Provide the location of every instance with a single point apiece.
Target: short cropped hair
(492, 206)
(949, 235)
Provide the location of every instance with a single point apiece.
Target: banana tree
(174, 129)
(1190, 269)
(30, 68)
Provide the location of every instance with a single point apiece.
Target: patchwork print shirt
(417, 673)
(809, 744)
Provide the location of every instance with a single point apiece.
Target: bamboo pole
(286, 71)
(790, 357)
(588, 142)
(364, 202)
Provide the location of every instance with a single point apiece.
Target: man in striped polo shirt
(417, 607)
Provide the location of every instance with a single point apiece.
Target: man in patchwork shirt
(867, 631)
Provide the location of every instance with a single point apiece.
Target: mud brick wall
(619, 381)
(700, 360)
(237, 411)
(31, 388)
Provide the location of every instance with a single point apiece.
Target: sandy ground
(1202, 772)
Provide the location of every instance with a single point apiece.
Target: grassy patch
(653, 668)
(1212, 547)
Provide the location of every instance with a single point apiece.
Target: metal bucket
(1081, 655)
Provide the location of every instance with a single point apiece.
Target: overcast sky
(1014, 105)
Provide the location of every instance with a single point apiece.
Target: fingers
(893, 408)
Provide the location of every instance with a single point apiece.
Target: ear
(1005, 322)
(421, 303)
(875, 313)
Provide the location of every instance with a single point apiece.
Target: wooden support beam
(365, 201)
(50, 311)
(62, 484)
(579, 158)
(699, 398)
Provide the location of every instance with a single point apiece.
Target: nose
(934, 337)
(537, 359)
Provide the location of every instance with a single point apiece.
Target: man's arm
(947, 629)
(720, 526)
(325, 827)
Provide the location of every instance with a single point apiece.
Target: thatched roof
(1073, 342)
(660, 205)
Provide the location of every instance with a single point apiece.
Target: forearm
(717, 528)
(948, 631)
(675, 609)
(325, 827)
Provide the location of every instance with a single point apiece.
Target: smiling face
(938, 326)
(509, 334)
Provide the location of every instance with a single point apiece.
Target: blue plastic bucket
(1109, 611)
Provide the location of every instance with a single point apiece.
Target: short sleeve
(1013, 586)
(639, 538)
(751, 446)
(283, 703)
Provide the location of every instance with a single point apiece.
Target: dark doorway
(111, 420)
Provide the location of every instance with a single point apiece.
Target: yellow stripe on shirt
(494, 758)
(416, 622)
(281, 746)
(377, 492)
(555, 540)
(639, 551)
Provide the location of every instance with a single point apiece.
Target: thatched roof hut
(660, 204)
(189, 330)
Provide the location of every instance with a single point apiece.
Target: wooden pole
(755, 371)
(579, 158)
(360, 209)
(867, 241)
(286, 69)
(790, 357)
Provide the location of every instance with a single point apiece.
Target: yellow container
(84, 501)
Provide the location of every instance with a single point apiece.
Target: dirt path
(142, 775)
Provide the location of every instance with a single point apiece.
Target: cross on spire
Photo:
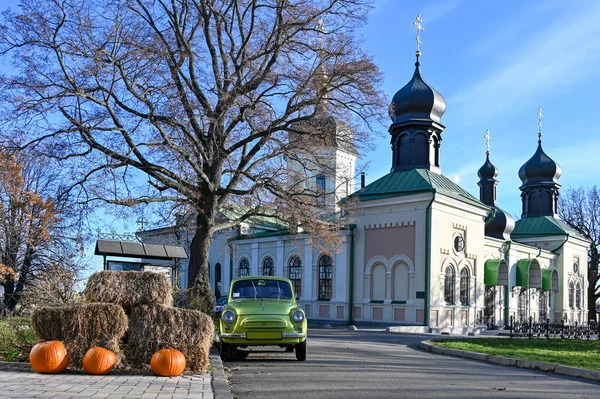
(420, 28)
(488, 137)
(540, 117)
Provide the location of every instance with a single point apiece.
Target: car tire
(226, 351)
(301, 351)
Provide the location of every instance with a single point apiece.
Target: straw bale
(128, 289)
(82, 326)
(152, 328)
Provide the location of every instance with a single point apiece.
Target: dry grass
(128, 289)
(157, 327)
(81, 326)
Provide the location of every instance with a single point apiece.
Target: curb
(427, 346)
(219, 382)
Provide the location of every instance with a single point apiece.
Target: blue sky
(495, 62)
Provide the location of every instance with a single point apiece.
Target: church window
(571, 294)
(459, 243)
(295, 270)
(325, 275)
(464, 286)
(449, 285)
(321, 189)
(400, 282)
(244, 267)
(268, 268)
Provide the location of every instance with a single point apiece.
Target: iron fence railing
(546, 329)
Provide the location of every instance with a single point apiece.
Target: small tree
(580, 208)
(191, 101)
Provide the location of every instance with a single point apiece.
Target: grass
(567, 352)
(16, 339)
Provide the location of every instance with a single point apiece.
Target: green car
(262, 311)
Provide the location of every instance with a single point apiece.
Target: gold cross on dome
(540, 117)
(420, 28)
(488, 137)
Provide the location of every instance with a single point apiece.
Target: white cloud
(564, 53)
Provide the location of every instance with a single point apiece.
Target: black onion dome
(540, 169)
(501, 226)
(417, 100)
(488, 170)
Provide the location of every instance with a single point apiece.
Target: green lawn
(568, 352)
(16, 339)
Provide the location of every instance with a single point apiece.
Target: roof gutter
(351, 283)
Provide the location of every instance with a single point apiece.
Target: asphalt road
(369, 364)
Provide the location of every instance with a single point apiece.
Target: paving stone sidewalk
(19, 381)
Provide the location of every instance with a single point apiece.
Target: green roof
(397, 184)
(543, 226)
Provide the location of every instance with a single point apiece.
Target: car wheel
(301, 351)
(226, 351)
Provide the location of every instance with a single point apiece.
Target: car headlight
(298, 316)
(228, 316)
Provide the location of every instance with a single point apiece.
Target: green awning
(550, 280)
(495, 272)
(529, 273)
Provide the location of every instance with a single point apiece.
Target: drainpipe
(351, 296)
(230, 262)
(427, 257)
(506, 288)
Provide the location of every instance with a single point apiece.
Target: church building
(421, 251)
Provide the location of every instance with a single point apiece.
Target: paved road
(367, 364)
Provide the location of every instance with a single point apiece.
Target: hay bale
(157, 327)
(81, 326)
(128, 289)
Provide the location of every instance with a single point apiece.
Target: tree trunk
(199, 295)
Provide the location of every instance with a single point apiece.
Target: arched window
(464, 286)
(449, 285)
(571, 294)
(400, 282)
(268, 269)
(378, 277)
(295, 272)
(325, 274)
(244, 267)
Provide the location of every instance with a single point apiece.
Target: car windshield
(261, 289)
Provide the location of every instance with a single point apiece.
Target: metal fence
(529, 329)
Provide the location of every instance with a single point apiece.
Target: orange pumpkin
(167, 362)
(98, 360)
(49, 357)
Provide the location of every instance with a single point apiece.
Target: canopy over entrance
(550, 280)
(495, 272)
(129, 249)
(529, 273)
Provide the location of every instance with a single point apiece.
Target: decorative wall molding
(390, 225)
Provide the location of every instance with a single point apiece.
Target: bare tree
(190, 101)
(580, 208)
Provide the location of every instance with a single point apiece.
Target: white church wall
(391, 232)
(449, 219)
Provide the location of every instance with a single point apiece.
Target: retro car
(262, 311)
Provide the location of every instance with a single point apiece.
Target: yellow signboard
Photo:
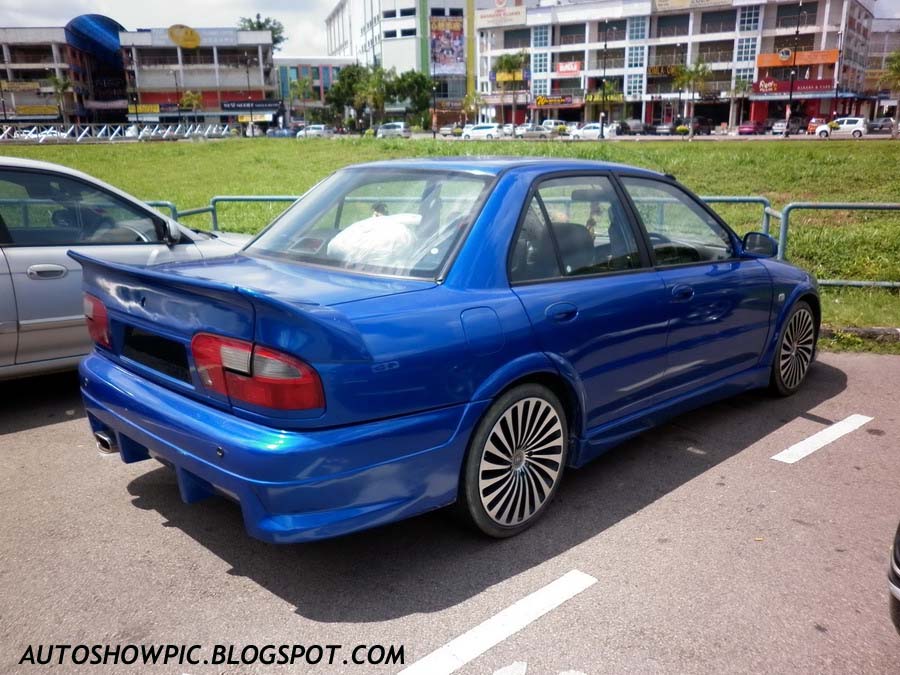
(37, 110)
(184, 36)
================================
### Task item
Here the job is to print all the data exactly, skipping any image.

### Your solution
Provide the location of every instance with a single point apiece.
Target: short cropped hair
(492, 206)
(949, 235)
Provide the location of every instance with a single point apiece.
Target: banana tree
(174, 129)
(1190, 269)
(30, 68)
Provide the location of every instance with a single point apiece.
Target: patchwork print shirt
(417, 673)
(809, 744)
Provide the location of every instance with a single point apiece.
Target: bamboo pole
(286, 71)
(790, 357)
(588, 142)
(364, 202)
Provide the location of every instance with a single point apiece.
Target: man in striped polo shirt
(417, 607)
Provide the location of every instance with a single point apiece.
Target: man in patchwork shirt
(867, 631)
Provide the location of every instance with a single point apiece.
Target: mud brick wall
(619, 381)
(700, 360)
(237, 411)
(31, 388)
Provide the location of every instance with a single point apiece.
Target: sandy ground
(1202, 772)
Provide the location of every instance with a single point apiece.
Target: grassy patch
(653, 668)
(1212, 547)
Provide the location of every instance with a single point apiece.
Target: metal bucket
(1081, 655)
Provide the location of every instance with a single point apiece.
Target: overcast sky
(1014, 105)
Provide the location of every instance with a single point apiece.
Target: fingers
(893, 408)
Provide the location of every instance with a single point apiece.
Target: ear
(1005, 322)
(421, 303)
(875, 313)
Provide the location of every instance with a single point apiece.
Target: wooden support beam
(365, 201)
(50, 311)
(62, 484)
(579, 158)
(699, 398)
Provide the location of every instance with a single point apiece.
Target: nose
(934, 337)
(537, 359)
Provide the location of every instance with a single point apiece.
Target: man's arm
(947, 629)
(720, 526)
(325, 827)
Provide the location of every instance with a single point apiece.
Target: thatched roof
(1073, 342)
(660, 205)
Provide the location of every instance with a single point apiece.
Target: forearm
(717, 528)
(948, 631)
(675, 609)
(325, 827)
Provide the location of every instance with a single point apiece.
Target: smiling face
(938, 326)
(509, 334)
Provide the location of every instance with a single point apiece.
Target: blue plastic bucket
(1109, 611)
Provide the location of every instance with a single point apiece.
Target: short sleeve
(1013, 586)
(639, 538)
(751, 446)
(283, 703)
Provide the location of every instance with a single point apiece.
Target: dark doorway
(111, 420)
Provide the location of every instance with a single point apiece.
Target: yellow stripe on shirt
(494, 758)
(416, 622)
(281, 746)
(377, 492)
(555, 540)
(639, 551)
Provide the location of every instance with a single point apiece.
Target: thatched roof hut
(660, 204)
(189, 330)
Provide the location of every instance with a single point apiece.
Target: wooden pole
(755, 371)
(579, 158)
(360, 209)
(867, 241)
(286, 69)
(790, 357)
Provide the location of every instance with a single point apiece.
Target: yellow container
(84, 501)
Provide the location of every instance with a single point apiece.
Target: dirt path
(142, 775)
Provide the location of every instance with a single point apiece.
Target: cross on spire
Photo:
(420, 28)
(488, 137)
(540, 117)
Provide the location of every instance with a single point apiece.
Target: car tire
(226, 351)
(301, 351)
Provide the location of every instance with a single point apiece.
Target: straw bale
(128, 289)
(82, 326)
(152, 328)
Provide the location of every instance with a single point apiece.
Target: dry grass
(128, 289)
(157, 327)
(81, 326)
Provide the location of every instance with a single point apiece.
Target: curb
(427, 346)
(219, 382)
Provide the location of every instance with a single point apiece.
Target: blue sky
(495, 62)
Provide the location of every instance with a single point apiece.
Target: church window
(571, 294)
(459, 243)
(295, 270)
(325, 275)
(464, 286)
(449, 285)
(321, 189)
(400, 282)
(244, 267)
(268, 268)
Provide the location of every instance with a single point apiece.
Target: iron fence railing
(546, 329)
Provide the location of every instance with a single point apiece.
Target: small tree
(580, 208)
(191, 101)
Provide the location of every instance with a single point apiece.
Target: grass
(567, 352)
(16, 339)
Provide the location of every instance with a single point apiece.
Target: green car
(262, 311)
Provide the location of every instance with a single point apiece.
Target: gold cross on dome
(540, 117)
(420, 28)
(488, 137)
Provide the location of every instance with a single point apiece.
Target: white cloud
(564, 53)
Provide the location of every instance with a single point apiece.
Target: black onion dome
(540, 169)
(501, 226)
(417, 100)
(488, 170)
Provide the location of every instance with a single point apiece.
Target: green lawn
(568, 352)
(16, 339)
Provide the location of every instance with a single point apiece.
Target: roof gutter
(351, 283)
Provide the location of every instance with a single point apiece.
Target: asphalt road
(369, 364)
Provide the location of every instance with a single point apiece.
Target: paving stone sidewalk
(19, 381)
Provide the location of every instance with a single point apiece.
Target: green roof
(397, 184)
(543, 226)
Provide the location of every instance with a single point apiece.
Target: car wheel
(301, 351)
(226, 351)
Provide the location of every instance with a single point apiece.
Target: car headlight
(298, 316)
(228, 316)
Provide the location of every instance with a single point apiece.
Target: green awning
(550, 280)
(495, 272)
(529, 273)
Provide the location of every instance with a single point apiece.
Target: drainpipe
(351, 296)
(230, 262)
(427, 257)
(506, 288)
Provide the location of every instance with a single point apiece.
Target: church building
(421, 251)
Provide the location of every instance with a single point apiece.
Target: paved road
(367, 364)
Provide the location of every instance with a single point apiece.
Target: hay bale
(157, 327)
(81, 326)
(128, 289)
Provide the location of every instance with a single point apiece.
Target: tree trunk
(199, 295)
Provide the location of every instance with a single point apiece.
Target: arched window
(464, 286)
(449, 285)
(571, 294)
(400, 282)
(268, 269)
(378, 277)
(295, 272)
(325, 274)
(244, 267)
Provide the location of every instance with a single point apiece.
Target: car windshield
(261, 289)
Provide the location of every instance with a single point apiece.
Target: metal fence
(529, 329)
Provide the location of every instance with a single point apiece.
Target: orange pumpkin
(167, 362)
(98, 360)
(49, 357)
Provide the location of every instance with a single point apiece.
Target: canopy over entrance
(550, 280)
(495, 272)
(129, 249)
(529, 273)
Provide the location of every instance with a single point apiece.
Target: decorative wall molding
(390, 225)
Provide the location of every instance with a single point apiece.
Target: bare tree
(190, 101)
(580, 208)
Provide the location of every instance with a single point apiece.
Target: white church wall
(391, 232)
(449, 219)
Provide the location of every instance with a single point apiece.
Target: retro car
(262, 311)
Provide the location of every instance with a single point apiece.
Target: yellow signboard
Photo:
(37, 110)
(184, 36)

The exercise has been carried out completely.